Your objective: Print all of the data exactly as written.

Dataset records about object locations

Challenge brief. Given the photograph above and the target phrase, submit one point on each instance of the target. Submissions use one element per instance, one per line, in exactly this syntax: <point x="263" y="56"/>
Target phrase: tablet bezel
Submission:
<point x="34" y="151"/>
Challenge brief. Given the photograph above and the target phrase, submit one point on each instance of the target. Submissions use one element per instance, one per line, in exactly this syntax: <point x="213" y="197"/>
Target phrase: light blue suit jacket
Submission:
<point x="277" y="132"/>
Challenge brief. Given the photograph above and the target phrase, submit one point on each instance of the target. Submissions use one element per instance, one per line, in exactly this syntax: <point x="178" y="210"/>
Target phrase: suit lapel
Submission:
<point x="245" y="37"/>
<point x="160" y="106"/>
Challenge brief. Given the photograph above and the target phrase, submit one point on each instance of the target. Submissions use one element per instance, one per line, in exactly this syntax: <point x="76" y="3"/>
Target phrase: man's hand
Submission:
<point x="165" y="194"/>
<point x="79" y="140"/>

Exercise output:
Challenge brief. Given the photograph above and the target phrase, submit one point on each instance of the target. Submissions use one element per instance, one per line, in exactly this syntax: <point x="263" y="56"/>
Target phrase: tablet bezel
Submission:
<point x="34" y="151"/>
Challenge brief. Given the photograph above and the target phrase, submit one point on each instance of the target. Submissions use one element per instance, one per line, in exactly this syntax: <point x="213" y="197"/>
Target phrase: light blue suit jacket
Submission:
<point x="277" y="132"/>
Challenge brief. Given the photograph above and the target phrase, submit one point on each instance of the target. Submissions use one element per instance, one per line, in exactly this syntax: <point x="178" y="210"/>
Target phrase: suit lapel
Submission:
<point x="245" y="37"/>
<point x="160" y="106"/>
Challenge brief. Given the photograph above and the target phrase, submit one point on each instance of the target. Submissions use one element per instance, one per line, in exactly this syntax: <point x="76" y="3"/>
Target phrase: man's hand
Submission:
<point x="165" y="194"/>
<point x="79" y="140"/>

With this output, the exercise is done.